▸ **Exercise requirements**:
a – From the guide to the film "Edison: The Wizard of Light," list every featured actor.
b – According to the Edison film guide, how many patents was Edison granted?
c – Carry on the guide to the Edison film from its final sentence.

Film Study Worksheet for a Work of Historical Fiction and
Worksheet for Cinematic and Theatrical Elements and Their Effects.
Teachers can modify the movie worksheets to fit the needs of each class. See also TWM’s Historical Fiction in Film Cross-Curricular Homework Project.
DESCRIPTION
This film relates the story of Thomas Edison and a fictional boy that he saves from an orphanage and from the police. “Edison: The Wizard of Light” is one of the Inventors’ Specials, an award-winning series designed to introduce children to great scientists and inventors.
SELECTED AWARDS & CAST
Selected Awards:
1998 KIDS FIRST! Endorsement from the Coalition for Quality Children’s Media; First Place “Gold Camera Award” from the 1999 U.S. International Film and Video Festival; 1999 Emmy Award winner – Outstanding Achievement in Sound Mixing; Nominated for two Golden Sheaf Awards at the 1999 Yorktown Short Film & Video Festival; Nominated for a 1999 Banff Rockie Award; Nominated for Five 1999 Emmy Awards including Outstanding Children’s Special & Best Performer;
Featured Actors:
Kenneth Welsh, Michael Suchanek, Jessie Collins, Susannah Hoffman, and David Dorch.
Director:
David Devine.
BENEFITS OF THE MOVIE
“Edison: The Wizard of Light” will introduce children to Thomas Edison, the glory of invention, the concept of patents, and the birth of the film industry.
POSSIBLE PROBLEMS
None.
PARENTING POINTS
Tell your children that Thomas Edison invented more things that people used in the 20th century than any other person. They include: the light bulb; the phonograph; the motion picture camera and projector; the first commercial electric light and power system, the alkaline storage battery; the dictating machine; the carbon-button transmitter used in telephone speakers and microphones; the mimeograph; the fluoroscope and many more. Edison was granted 1,093 patents, more than any other individual. Entire industries grew up around many of Edison’s inventions. The movie industry, the music recording industry, and the battery industry are examples. Many of Edison’s inventions led to the creation of new products such as tape recorders, CD players, VHS, DVD, etc.
Ask and lead your children through the answer to the Quick Discussion Question. Tell your children that from the time he was a young boy, Edison was almost completely deaf due to a childhood illness.
HELPFUL BACKGROUND
The inventions of Thomas Alva Edison (1847 – 1931) changed the world. They include: the incandescent light bulb; the phonograph; the motion picture camera and projector; the first commercial electric light and power system, including a revolutionary generator of unprecedented efficiency; the alkaline storage battery; the dictating machine; numerous improvements to the stock ticker and to the telegraph; the carbon-button transmitter that, until the end of the 20th century, was still used in telephone speakers and microphones (it might still be used today; we don’t know); the mimeograph; the fluoroscope and many more. Edison was granted 1,093 patents, more than any other individual.

▸ **Material provided**:
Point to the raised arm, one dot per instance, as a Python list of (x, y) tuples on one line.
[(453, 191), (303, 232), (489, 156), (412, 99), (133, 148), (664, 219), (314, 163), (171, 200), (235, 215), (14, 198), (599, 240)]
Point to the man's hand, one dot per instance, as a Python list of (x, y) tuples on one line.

▸ **Final answers**:
a – Kenneth Welsh, Michael Suchanek, Jessie Collins, Susannah Hoffman, and David Dorch

b – 1,093 patents, more than any other individual.

c –
Edison was an industrial entrepreneur, making and selling many of his inventions and creating entire industries. The primary example is the electric power industry. Edison invented and made the light bulb and other products which used electricity. He invented and manufactured the generators which provided the power. Finally, he invented, manufactured and installed the lines which connected the generators to homes, offices, stores, and factories. Edison also created and ran the company which operated the electrical system. Another example of Edison’s entrepreneurship was his production of Portland cement. The concept itself was created in England. Edison recognized the potential of the product and found a source for limestone, the key ingredient. He then invented and built the machines which extracted, sorted and crushed the limestone and which mixed, tested and bagged the cement. He ran the company, selling millions of pounds of cement. (Babe Ruth had some help building Yankee Stadium. 180,000 bags of Edison’s Portland Cement, at 94 lbs. per bag, were used in the construction.)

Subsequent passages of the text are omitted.